YOUR ASSIGNMENT:
Which lines of the records below contain the word "bikini"? Copy each of them out.

INFORMATION SHOWN:
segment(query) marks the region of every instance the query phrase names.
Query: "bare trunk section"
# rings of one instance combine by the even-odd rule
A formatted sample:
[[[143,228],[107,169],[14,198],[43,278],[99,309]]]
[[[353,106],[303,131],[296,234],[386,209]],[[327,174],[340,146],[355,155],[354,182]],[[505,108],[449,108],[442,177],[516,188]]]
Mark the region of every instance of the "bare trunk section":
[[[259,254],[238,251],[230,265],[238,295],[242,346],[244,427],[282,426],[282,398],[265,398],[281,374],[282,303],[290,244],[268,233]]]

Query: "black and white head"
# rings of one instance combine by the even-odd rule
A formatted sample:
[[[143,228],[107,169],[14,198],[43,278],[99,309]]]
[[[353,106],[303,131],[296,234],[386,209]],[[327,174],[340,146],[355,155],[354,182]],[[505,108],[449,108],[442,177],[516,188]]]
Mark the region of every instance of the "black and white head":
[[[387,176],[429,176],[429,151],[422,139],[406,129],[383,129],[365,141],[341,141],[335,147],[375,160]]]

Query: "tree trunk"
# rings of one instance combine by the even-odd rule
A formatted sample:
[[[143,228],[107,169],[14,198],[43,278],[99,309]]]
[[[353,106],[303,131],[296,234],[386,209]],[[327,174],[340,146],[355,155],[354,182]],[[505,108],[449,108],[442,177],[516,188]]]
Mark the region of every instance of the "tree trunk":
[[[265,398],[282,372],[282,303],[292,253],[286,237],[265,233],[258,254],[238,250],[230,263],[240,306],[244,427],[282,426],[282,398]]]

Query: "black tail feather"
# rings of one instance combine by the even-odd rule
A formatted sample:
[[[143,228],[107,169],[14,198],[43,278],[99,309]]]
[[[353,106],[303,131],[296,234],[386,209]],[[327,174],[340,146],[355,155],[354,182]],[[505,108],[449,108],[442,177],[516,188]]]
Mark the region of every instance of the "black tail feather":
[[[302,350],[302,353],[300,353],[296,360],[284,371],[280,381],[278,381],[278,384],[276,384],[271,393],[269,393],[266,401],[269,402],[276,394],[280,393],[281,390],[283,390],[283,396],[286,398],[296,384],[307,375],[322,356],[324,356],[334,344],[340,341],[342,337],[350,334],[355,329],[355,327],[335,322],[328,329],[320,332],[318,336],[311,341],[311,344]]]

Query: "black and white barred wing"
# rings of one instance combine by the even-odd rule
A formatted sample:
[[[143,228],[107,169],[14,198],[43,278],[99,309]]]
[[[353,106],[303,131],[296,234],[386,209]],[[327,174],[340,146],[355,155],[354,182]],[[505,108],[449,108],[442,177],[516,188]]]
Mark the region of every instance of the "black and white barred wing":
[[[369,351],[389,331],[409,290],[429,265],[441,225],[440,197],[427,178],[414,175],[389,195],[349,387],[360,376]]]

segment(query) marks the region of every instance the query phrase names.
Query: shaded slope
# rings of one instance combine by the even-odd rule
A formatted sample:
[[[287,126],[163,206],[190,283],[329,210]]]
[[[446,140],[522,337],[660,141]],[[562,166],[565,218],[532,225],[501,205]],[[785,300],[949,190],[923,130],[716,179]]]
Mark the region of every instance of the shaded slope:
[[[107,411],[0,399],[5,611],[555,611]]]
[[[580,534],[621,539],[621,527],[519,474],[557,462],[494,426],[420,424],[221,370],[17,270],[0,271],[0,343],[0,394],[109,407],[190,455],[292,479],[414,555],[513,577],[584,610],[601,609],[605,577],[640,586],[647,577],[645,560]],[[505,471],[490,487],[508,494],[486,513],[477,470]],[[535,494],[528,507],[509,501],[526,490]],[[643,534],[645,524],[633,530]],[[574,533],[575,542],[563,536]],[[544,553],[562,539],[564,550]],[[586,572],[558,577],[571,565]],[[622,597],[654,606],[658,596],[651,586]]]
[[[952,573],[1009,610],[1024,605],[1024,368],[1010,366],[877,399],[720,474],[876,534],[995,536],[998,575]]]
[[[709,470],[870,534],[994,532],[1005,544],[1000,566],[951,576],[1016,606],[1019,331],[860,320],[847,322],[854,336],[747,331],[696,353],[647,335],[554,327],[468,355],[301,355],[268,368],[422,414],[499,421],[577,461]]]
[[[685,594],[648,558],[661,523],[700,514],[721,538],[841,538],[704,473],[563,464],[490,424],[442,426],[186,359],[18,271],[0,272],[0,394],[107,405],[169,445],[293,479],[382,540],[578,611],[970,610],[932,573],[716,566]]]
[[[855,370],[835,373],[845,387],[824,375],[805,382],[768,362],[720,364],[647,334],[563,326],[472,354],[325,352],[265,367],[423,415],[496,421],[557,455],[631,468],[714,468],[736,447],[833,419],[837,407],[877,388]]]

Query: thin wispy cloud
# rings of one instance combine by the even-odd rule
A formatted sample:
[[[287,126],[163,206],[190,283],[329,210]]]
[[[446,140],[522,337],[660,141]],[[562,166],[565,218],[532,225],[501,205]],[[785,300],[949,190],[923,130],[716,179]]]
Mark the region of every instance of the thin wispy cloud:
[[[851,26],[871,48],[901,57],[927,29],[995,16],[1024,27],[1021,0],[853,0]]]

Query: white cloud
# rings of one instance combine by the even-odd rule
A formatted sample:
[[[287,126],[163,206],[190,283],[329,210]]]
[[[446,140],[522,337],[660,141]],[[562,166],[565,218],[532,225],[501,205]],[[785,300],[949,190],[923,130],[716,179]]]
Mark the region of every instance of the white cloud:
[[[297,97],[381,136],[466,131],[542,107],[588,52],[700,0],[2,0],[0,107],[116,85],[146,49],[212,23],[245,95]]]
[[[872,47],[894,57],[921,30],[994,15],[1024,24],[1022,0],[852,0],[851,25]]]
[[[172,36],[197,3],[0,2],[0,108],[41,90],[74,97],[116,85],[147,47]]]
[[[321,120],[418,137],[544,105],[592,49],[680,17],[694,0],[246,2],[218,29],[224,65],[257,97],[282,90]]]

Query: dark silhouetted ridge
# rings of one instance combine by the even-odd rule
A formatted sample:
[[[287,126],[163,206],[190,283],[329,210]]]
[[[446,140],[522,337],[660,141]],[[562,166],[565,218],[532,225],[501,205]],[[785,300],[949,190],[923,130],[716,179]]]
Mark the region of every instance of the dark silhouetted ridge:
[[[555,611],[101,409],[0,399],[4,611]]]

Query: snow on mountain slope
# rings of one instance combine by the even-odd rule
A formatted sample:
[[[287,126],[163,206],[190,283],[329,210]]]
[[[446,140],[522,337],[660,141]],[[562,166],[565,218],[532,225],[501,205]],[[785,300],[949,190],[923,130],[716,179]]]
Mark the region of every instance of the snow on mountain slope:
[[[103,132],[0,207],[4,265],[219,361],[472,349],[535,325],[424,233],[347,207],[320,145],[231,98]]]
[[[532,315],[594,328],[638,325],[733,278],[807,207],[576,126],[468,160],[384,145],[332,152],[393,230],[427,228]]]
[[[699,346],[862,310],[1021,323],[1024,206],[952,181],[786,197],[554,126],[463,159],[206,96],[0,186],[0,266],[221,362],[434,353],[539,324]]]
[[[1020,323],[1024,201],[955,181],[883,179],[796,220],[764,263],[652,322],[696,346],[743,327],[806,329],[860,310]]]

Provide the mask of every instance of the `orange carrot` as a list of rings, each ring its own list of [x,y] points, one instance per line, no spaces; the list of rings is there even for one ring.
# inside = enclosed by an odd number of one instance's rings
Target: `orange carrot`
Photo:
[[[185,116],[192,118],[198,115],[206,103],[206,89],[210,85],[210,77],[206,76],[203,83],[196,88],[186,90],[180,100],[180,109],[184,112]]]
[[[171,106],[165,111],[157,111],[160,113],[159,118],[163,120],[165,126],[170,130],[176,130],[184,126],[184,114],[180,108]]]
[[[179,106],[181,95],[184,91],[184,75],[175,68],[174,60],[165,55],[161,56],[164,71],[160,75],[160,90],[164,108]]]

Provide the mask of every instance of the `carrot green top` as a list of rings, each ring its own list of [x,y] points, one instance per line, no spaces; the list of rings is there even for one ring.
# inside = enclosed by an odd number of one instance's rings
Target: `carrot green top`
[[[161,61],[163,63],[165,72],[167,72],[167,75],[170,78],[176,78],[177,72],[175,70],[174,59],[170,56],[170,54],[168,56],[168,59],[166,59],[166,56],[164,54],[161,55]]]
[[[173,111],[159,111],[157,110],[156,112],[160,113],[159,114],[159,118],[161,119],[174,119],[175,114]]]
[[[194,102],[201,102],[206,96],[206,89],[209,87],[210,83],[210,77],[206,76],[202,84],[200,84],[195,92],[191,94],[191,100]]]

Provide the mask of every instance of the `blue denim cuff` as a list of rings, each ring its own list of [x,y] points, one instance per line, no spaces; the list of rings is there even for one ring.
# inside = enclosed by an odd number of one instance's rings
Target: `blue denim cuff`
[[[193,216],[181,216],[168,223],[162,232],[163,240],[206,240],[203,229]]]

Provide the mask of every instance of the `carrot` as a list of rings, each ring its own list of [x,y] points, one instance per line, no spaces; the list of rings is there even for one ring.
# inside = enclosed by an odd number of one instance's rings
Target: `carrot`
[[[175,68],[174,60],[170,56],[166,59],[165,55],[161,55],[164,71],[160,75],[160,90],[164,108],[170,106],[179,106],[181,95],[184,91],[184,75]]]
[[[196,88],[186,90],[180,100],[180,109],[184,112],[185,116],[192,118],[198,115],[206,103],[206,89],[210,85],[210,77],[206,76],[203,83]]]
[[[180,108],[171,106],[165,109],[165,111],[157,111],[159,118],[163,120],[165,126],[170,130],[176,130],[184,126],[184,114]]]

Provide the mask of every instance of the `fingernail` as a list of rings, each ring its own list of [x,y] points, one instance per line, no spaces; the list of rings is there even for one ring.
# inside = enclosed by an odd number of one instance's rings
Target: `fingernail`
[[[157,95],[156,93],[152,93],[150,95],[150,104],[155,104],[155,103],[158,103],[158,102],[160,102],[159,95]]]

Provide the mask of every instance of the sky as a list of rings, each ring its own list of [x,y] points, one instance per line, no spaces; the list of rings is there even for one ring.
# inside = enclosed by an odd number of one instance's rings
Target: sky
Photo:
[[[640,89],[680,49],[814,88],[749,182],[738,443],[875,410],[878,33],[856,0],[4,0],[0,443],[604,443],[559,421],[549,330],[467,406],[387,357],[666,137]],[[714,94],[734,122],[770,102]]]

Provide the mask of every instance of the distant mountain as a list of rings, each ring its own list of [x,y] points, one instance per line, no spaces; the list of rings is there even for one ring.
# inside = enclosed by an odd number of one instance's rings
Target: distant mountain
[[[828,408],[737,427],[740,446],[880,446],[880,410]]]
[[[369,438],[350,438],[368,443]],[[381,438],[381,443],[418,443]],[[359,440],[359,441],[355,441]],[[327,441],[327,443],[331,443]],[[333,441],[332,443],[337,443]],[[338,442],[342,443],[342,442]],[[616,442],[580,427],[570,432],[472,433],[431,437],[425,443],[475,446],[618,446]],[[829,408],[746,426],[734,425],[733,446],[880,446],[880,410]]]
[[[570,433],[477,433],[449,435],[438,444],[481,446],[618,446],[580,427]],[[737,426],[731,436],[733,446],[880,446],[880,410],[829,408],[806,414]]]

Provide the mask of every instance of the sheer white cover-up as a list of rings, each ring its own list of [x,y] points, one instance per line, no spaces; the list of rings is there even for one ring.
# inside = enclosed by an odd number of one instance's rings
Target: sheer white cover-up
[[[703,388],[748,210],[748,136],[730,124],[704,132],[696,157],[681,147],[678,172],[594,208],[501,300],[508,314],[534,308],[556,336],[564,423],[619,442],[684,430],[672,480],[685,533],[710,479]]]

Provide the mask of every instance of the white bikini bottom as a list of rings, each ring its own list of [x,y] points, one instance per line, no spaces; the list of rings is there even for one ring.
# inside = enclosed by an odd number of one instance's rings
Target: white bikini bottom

SOLUTION BELOW:
Provide the mask of every instance of the white bikini bottom as a list of rings, each ring its own list of [x,y] points, one instance per line, no spaces; the list of rings is there even for one ring.
Target: white bikini bottom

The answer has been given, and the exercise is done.